Aim of the exercise: Retype the records below word for word and omit any image.

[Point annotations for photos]
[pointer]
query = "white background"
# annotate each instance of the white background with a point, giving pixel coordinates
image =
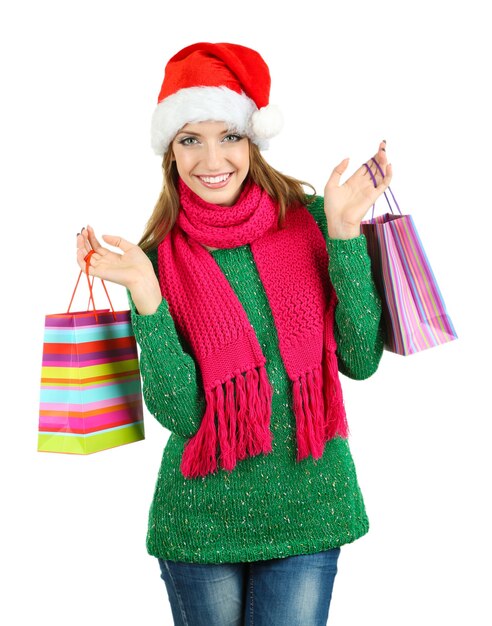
(79, 83)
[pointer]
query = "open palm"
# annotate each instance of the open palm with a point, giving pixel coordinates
(346, 205)
(124, 268)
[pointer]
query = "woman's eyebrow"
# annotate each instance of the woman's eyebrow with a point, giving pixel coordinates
(195, 134)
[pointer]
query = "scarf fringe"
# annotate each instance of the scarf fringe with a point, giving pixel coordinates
(236, 424)
(318, 418)
(335, 416)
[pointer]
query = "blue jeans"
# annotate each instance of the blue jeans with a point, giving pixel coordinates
(293, 591)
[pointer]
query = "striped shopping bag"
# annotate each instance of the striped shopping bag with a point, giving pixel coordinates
(414, 310)
(91, 396)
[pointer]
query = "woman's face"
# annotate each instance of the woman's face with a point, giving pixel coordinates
(212, 161)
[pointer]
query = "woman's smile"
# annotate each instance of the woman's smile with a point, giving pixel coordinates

Response to this task:
[pointer]
query = "white background"
# annotate each instance of the white background with a point, giving pixel coordinates
image =
(79, 83)
[pointer]
query = "open palm"
# annotate each instance of the open palm with a point, giving pixel coordinates
(346, 205)
(124, 268)
[pointer]
query = "woman's eyebrow"
# annotate each instance of the woman's eyebrow with a point, giving pixel coordinates
(195, 134)
[pointer]
query = "scarf fringe"
# annotate each instance of the scarf fringe with a point, giving pixel coordinates
(236, 424)
(318, 418)
(335, 416)
[pointer]
query = "blue jeans"
# annotate each instance of the blue jeans with a point, giving pixel coordinates
(293, 591)
[pointer]
query = "striped shopping bag"
# annotate each instance of the striped shopping bag with a point, giving pixel coordinates
(414, 310)
(91, 396)
[pointer]
query = "woman's face"
# annotate each instance of the woman's face with a point, giving pixel coordinates
(212, 161)
[pointer]
query = "woman's smile"
# annotate each instance of the woman's smile with a point, giving pixel coordinates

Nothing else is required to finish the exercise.